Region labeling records

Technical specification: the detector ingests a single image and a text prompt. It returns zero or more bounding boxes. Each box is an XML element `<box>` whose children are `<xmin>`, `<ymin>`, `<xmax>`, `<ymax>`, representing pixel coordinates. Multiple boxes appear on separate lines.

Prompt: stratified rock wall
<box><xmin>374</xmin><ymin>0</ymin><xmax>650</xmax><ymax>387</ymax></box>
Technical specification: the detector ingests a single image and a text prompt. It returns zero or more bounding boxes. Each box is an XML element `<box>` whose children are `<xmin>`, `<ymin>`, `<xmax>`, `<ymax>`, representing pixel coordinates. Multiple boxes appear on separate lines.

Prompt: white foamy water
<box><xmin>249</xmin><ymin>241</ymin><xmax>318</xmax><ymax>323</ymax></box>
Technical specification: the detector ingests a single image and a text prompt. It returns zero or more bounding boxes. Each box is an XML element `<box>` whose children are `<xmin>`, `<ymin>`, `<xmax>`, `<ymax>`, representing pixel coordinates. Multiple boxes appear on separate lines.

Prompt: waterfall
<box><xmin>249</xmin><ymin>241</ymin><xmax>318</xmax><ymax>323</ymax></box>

## Work required
Revise the records above so that every "pixel coordinates" reads "image coordinates" instead, with all other text left unchanged.

## Task answer
Technical specification: the detector ingests a single image and a text prompt. It returns zero or more bounding boxes. Each box is an XML element `<box>` whose children are `<xmin>`, `<ymin>`, `<xmax>`, `<ymax>`, representing image coordinates. Multiple boxes appear on separate lines.

Prompt: stratified rock wall
<box><xmin>374</xmin><ymin>0</ymin><xmax>650</xmax><ymax>387</ymax></box>
Technical specification: the detector ingests a single image and a text prompt. It returns zero or more bounding boxes. Each box is an XML element `<box>` whose children are `<xmin>`, `<ymin>`, `<xmax>`, `<ymax>`, representing image coordinates. Multiple boxes appear on separate lines.

Prompt: white foamy water
<box><xmin>249</xmin><ymin>241</ymin><xmax>318</xmax><ymax>323</ymax></box>
Technical specification: the detector ingests a single image and a text prompt. It returns zero or more bounding boxes. Each box is an XML element `<box>` whose children are `<xmin>`, `<ymin>`, `<xmax>`, `<ymax>`, representing image coordinates. Multiple boxes appear on separate lines.

Prompt: waterfall
<box><xmin>249</xmin><ymin>241</ymin><xmax>318</xmax><ymax>323</ymax></box>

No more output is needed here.